** Your goal **
Produce a verbatim copy of the lines from the one holding "Target: sandy beach" through the last line of the listing, and nothing else.

* * * * *

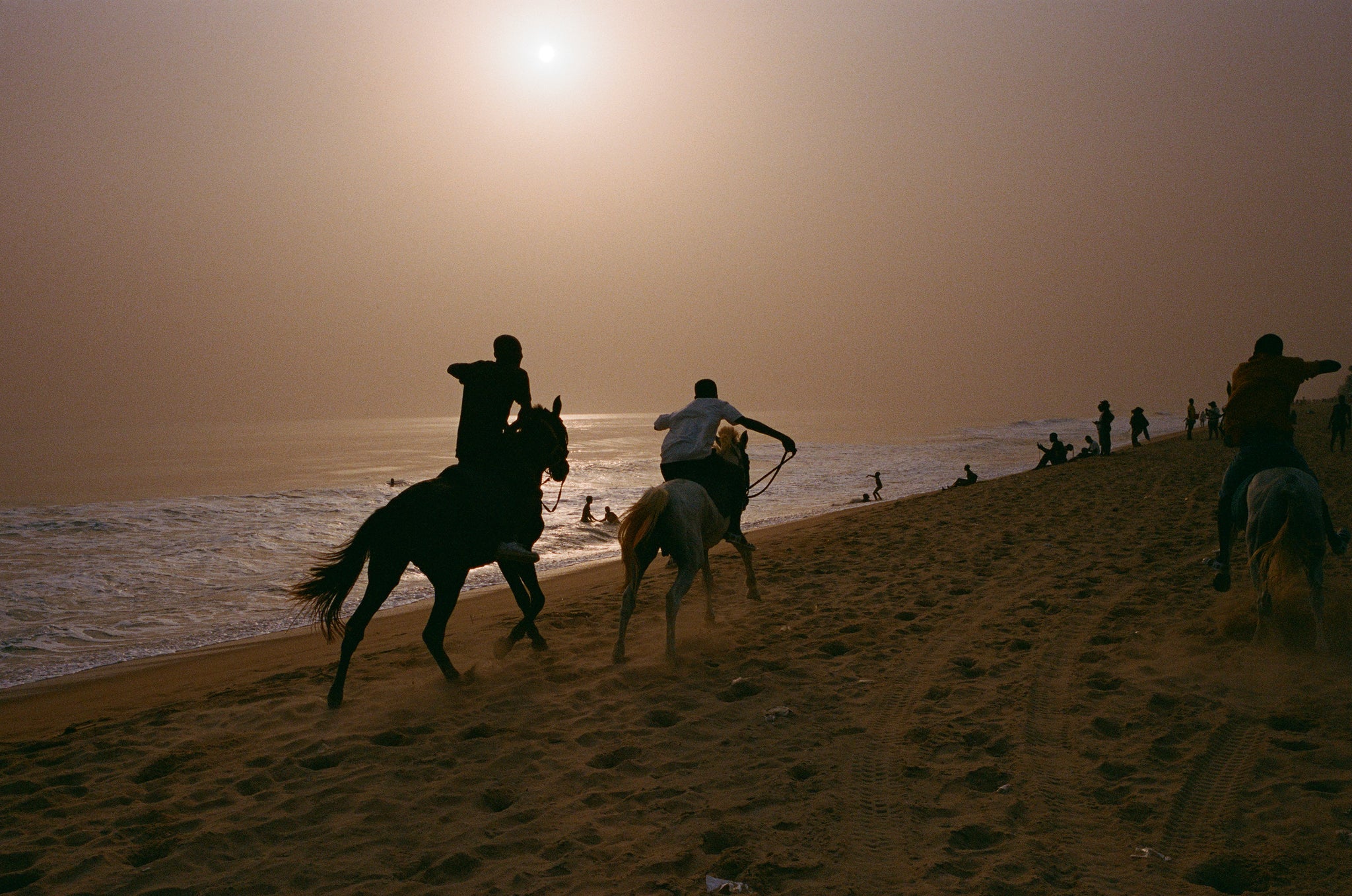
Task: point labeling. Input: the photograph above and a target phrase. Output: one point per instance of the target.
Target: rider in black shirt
(491, 387)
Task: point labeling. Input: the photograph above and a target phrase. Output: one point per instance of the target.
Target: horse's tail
(1281, 567)
(323, 590)
(637, 525)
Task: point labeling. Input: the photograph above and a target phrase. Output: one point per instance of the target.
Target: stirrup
(514, 553)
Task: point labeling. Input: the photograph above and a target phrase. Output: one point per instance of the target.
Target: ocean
(118, 552)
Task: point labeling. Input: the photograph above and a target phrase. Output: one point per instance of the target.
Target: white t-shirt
(694, 429)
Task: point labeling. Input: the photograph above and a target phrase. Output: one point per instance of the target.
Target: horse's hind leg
(709, 590)
(752, 591)
(446, 584)
(685, 579)
(382, 577)
(644, 556)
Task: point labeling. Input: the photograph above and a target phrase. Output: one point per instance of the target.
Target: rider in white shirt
(689, 452)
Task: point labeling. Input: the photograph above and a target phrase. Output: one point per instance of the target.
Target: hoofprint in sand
(1016, 687)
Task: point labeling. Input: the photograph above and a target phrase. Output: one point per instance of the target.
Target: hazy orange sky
(936, 214)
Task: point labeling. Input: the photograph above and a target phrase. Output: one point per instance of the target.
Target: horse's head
(544, 438)
(733, 449)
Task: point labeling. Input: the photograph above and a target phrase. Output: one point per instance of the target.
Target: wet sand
(999, 689)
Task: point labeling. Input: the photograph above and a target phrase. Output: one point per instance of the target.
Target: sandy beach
(1011, 688)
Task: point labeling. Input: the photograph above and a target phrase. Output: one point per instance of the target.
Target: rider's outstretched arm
(756, 426)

* * * * *

** Answer to this problem **
Target: sandy beach
(1011, 688)
Task: point labeling. Input: the photograph above and a target phrase. Output: one point per instance of the target.
Target: rider's outstretched arm
(756, 426)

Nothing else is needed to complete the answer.